- [Brief]: Please copy out word for word the part of the lines that opens with the line containing "Rules: pick out every instance of the man in" and closes with the line containing "point(212, 383)", including both of those lines.

###

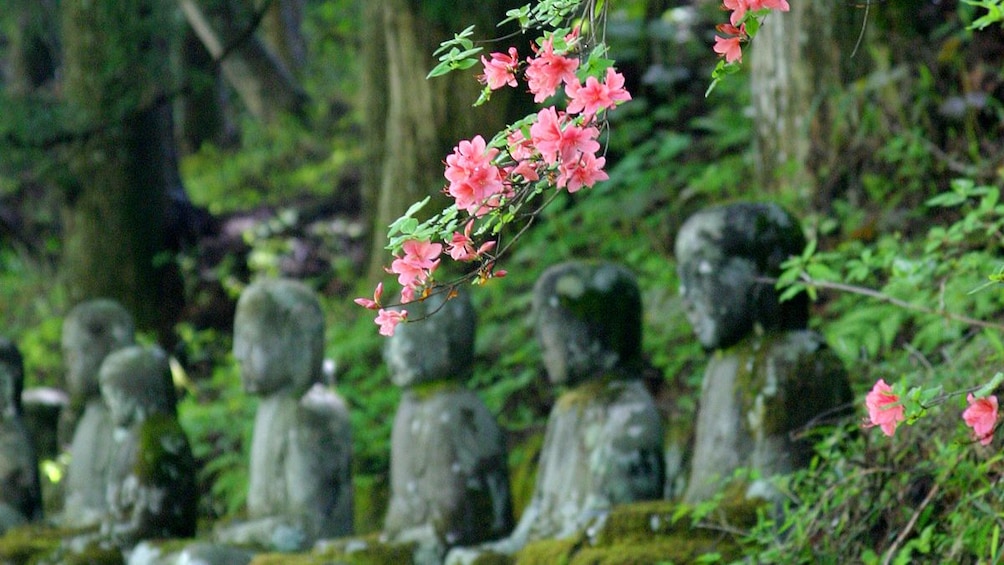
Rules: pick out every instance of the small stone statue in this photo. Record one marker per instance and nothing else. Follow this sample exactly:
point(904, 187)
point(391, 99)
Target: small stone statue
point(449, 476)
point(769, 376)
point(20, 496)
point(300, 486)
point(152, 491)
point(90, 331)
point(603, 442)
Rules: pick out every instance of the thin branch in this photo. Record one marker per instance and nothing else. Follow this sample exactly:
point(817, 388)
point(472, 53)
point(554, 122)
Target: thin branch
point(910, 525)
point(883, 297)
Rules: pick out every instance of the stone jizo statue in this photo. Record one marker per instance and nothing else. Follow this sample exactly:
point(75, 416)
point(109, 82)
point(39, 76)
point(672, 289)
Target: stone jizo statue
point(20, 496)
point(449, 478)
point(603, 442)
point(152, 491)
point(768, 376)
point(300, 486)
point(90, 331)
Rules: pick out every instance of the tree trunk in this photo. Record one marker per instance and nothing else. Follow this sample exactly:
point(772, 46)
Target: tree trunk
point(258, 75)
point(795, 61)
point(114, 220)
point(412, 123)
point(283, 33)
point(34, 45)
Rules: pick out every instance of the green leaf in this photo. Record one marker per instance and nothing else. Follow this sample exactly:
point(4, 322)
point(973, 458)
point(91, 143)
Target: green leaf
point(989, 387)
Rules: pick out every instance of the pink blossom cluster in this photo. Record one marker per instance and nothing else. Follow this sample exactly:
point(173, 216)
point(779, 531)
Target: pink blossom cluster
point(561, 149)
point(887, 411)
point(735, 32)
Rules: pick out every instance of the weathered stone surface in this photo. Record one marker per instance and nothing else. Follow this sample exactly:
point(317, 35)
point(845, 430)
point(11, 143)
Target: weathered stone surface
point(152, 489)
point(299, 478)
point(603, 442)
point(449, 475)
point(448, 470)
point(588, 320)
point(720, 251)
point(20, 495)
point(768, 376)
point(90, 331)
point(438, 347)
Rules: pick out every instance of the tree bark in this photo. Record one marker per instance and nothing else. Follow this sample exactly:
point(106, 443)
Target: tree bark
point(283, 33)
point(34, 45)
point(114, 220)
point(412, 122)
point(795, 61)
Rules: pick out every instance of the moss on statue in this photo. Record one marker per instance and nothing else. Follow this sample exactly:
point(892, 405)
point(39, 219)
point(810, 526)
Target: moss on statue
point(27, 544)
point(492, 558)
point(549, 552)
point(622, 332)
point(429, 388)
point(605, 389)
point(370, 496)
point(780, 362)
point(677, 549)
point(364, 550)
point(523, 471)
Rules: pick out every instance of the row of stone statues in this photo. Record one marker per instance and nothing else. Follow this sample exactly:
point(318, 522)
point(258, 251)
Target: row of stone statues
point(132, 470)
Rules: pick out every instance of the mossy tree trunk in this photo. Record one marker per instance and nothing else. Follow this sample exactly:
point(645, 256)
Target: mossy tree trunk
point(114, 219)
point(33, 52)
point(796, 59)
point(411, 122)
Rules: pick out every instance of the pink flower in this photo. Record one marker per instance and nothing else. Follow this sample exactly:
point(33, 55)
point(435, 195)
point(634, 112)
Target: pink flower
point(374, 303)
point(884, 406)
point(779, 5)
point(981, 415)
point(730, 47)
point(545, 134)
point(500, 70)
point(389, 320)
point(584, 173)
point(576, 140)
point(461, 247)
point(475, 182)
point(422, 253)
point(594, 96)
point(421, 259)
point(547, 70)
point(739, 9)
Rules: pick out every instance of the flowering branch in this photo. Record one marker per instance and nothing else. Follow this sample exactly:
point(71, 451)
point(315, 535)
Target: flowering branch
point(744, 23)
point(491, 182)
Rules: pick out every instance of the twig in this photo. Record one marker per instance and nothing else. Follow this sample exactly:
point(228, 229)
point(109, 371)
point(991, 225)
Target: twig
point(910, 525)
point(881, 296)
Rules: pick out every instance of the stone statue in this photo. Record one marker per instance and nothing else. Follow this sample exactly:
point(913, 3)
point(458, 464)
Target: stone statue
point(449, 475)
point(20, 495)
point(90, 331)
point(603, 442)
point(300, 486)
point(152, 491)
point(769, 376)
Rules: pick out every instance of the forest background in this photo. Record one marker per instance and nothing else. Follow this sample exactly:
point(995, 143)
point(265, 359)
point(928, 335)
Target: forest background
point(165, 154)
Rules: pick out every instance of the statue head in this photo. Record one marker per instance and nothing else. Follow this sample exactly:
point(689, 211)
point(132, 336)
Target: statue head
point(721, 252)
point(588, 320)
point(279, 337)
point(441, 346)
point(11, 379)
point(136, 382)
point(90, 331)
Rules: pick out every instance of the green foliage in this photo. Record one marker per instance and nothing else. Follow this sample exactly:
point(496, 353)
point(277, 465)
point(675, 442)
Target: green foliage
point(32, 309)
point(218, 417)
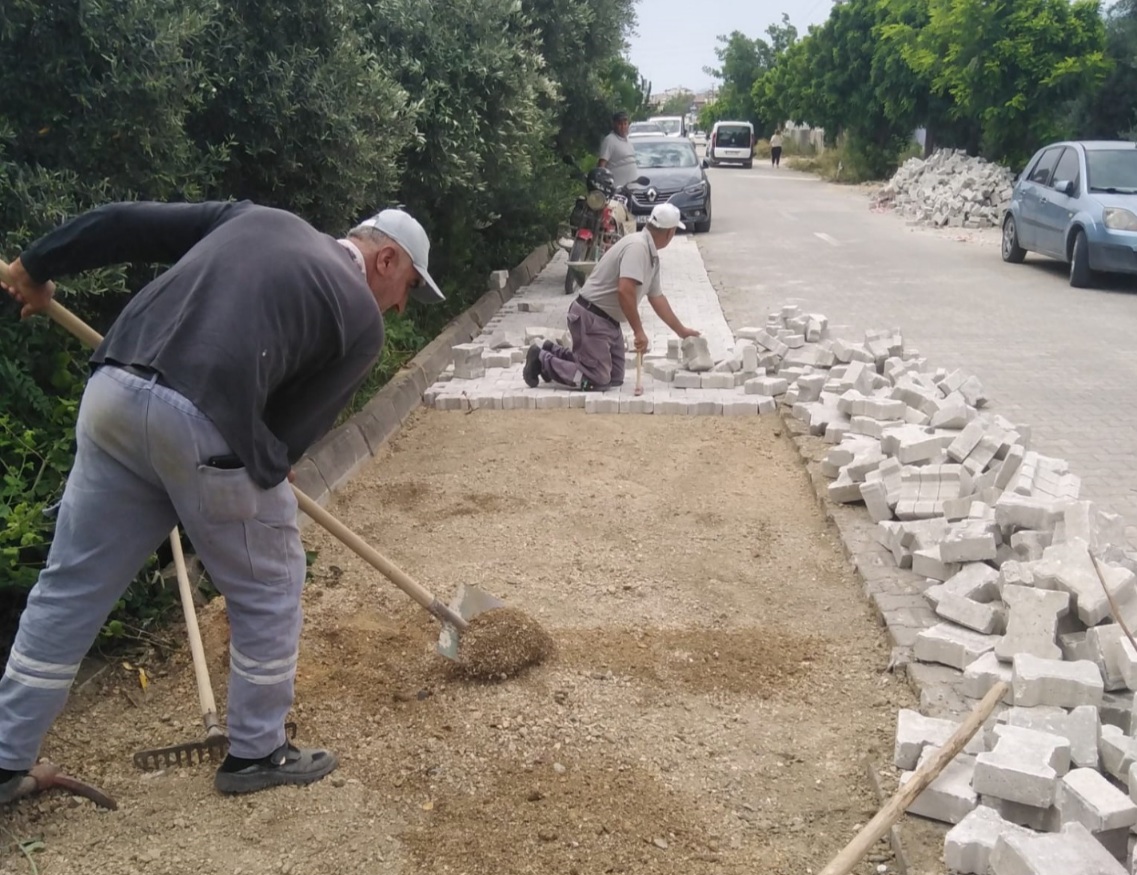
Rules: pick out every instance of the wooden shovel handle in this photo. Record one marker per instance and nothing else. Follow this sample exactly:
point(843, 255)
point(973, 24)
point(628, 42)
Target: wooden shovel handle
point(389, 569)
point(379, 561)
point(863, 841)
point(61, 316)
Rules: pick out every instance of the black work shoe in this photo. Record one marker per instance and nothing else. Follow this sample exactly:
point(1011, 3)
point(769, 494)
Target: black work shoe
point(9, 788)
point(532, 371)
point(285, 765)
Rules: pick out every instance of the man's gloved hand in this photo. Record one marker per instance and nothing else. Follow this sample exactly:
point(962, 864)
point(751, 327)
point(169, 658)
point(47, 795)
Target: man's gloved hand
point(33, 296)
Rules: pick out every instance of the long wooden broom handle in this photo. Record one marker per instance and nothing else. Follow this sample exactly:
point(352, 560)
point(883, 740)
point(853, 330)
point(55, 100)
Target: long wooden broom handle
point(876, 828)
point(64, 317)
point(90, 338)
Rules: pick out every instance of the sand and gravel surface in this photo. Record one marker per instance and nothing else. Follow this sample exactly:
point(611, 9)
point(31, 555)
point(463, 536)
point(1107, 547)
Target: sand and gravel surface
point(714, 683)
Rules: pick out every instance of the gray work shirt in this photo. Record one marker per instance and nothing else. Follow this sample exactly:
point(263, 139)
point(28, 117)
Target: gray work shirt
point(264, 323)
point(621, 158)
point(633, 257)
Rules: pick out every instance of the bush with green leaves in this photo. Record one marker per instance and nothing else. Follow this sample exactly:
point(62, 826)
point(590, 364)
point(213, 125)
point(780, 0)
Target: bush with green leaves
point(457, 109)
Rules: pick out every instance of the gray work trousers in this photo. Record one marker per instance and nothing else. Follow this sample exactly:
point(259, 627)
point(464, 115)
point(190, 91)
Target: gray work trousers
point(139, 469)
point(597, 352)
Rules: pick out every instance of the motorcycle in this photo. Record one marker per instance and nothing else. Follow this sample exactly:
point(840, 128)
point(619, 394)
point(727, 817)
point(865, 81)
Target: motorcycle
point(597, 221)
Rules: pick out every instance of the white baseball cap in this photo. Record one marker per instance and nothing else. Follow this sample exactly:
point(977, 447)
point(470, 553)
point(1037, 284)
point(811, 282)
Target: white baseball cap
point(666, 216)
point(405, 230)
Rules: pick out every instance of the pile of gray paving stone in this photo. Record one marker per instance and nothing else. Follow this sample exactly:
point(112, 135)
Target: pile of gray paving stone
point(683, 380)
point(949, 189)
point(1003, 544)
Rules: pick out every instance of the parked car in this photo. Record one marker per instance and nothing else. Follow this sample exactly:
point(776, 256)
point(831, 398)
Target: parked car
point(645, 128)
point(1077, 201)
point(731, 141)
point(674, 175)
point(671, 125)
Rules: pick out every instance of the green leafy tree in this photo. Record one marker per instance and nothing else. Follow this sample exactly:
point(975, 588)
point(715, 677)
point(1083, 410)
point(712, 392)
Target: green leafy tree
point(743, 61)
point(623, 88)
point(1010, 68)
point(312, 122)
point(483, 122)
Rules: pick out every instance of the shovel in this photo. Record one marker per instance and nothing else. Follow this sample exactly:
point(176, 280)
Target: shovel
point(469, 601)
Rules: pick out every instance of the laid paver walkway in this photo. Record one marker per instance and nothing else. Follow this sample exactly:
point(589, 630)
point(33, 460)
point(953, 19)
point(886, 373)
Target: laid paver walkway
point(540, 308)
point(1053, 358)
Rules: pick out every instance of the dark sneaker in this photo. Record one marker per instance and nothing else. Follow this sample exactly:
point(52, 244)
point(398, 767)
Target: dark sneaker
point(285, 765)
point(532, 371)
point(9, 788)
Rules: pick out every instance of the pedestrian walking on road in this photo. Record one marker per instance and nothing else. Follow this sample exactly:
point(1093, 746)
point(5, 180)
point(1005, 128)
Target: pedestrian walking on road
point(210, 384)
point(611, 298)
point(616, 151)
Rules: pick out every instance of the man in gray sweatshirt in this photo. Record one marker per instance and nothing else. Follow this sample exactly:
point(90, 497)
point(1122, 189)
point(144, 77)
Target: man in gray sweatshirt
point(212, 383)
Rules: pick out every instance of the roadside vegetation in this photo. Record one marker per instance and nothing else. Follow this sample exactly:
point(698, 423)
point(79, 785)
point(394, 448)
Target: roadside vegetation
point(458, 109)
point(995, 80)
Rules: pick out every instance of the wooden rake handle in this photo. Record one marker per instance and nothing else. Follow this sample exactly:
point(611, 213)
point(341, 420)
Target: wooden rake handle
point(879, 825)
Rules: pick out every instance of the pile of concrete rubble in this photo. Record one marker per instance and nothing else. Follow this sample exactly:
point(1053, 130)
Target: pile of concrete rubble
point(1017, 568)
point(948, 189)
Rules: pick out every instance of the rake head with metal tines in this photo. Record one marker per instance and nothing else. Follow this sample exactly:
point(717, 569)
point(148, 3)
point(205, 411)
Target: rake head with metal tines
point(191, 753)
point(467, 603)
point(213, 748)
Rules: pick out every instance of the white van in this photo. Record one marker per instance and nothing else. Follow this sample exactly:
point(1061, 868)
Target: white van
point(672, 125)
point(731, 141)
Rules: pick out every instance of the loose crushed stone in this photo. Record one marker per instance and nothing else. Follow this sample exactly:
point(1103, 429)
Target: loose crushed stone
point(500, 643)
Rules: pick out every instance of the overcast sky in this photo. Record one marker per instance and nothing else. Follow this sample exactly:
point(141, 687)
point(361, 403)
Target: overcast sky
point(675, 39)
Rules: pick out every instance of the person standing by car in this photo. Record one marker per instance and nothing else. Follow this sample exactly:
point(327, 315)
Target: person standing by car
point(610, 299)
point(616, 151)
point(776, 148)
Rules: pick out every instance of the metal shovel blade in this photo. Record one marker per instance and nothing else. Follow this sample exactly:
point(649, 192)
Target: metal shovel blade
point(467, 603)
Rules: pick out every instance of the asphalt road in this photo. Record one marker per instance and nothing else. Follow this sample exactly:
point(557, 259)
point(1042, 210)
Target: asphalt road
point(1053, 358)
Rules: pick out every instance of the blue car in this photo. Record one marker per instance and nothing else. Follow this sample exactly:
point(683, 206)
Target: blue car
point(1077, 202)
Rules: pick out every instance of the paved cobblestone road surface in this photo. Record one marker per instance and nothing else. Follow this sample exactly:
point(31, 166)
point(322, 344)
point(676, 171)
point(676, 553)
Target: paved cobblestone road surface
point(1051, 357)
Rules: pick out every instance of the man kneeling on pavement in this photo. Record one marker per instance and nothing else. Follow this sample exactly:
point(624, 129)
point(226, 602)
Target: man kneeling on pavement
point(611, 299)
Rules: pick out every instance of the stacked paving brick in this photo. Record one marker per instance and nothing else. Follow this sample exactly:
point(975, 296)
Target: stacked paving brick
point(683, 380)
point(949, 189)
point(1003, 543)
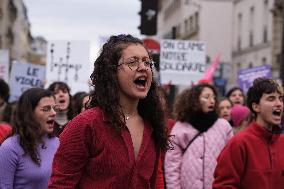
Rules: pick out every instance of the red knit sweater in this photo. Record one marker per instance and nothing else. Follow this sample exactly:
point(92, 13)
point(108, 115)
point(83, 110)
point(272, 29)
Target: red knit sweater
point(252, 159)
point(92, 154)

###

- [Result]:
Rules: pick out every instance of the man in gray sweatshirt in this photo. Record one marker per instance and nothing else. Follow this sample exactly:
point(90, 497)
point(1122, 189)
point(144, 77)
Target: man in gray sweatshirt
point(212, 383)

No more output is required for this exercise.